_Documento de origem_:
Grosso modo, Austin mostra que é impossível encontrar enunciações sem valor perfomativo que só descrevessem o mundo. Até um enunciado que parece puramente descritivo, como está chovendo, coloca-nos diante de uma realidade nova, realiza também uma ação, no caso, um ato de afirmação.

Os operadores da notícia

Para o autor, entre está chovendo e afirmo que está chovendo, haveria apenas uma diferença de explicitação; o perfomativo seria explícito no segundo caso e primário no primeiro. Decerto ações como sustentar, afirmar, ordenar…são verbais; não são do mesmo tipo do que ações institucionais como jurar, batizar ou decretar, mas trata-se, nos dois casos, de atos de linguagem. No telejornalismo, é muito comum os editores trabalharem com atos ilocutórios ao interpelar a audiência. Por exemplo: Confira

A enunciação constitui a âncora da relação entre a língua e o mundo: ela permite representar os fatos no enunciado, constituindo, ela própria, um fato, um acontecimento único definido no tempo e no espaço.

_Instrução a_: Traduza para o inglês esta frase do texto sobre enunciação: "A enunciação constitui a âncora da relação entre a língua e o mundo: ela permite representar os fatos no enunciado, constituindo, ela própria, um fato, um acontecimento único definido no tempo e no espaço."
O texto e a listagem não têm relação entre si.

_Registros contidos em um conjunto de dados_:
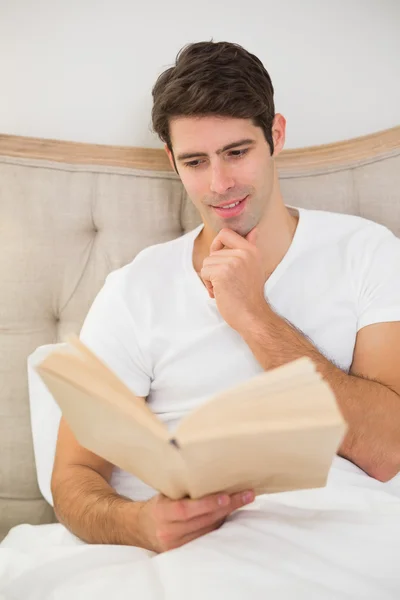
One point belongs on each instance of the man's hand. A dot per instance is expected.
(234, 275)
(166, 524)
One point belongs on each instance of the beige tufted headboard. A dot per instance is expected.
(70, 213)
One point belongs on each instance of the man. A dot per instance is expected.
(257, 285)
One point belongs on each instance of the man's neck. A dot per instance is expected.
(276, 231)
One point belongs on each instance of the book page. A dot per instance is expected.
(90, 378)
(270, 442)
(113, 428)
(246, 400)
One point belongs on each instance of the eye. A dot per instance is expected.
(193, 163)
(239, 153)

_Instrução b_: Redimensione um trecho da listagem: comece na linha que contém "One point belongs on each instance of the man." e siga até o fim da listagem. Reescreva todas essas linhas, sem omitir nenhuma, multiplicando por 1,6 somente as coordenadas dos pontos e arredondando para números inteiros, com as metades para cima.

_Resposta a_: Enunciation constitutes the anchor of the relationship between language and the world: it makes it possible to represent facts in the utterance, while itself constituting a fact, a unique event defined in time and space.

_Resposta b_:
One point belongs on each instance of the man. A dot per instance is expected.
(411, 456)
One point belongs on each instance of the man's neck. A dot per instance is expected.
(442, 370)
One point belongs on each instance of the book page. A dot per instance is expected.
(144, 605)
(432, 707)
(181, 685)
(394, 640)
One point belongs on each instance of the eye. A dot per instance is expected.
(309, 261)
(382, 245)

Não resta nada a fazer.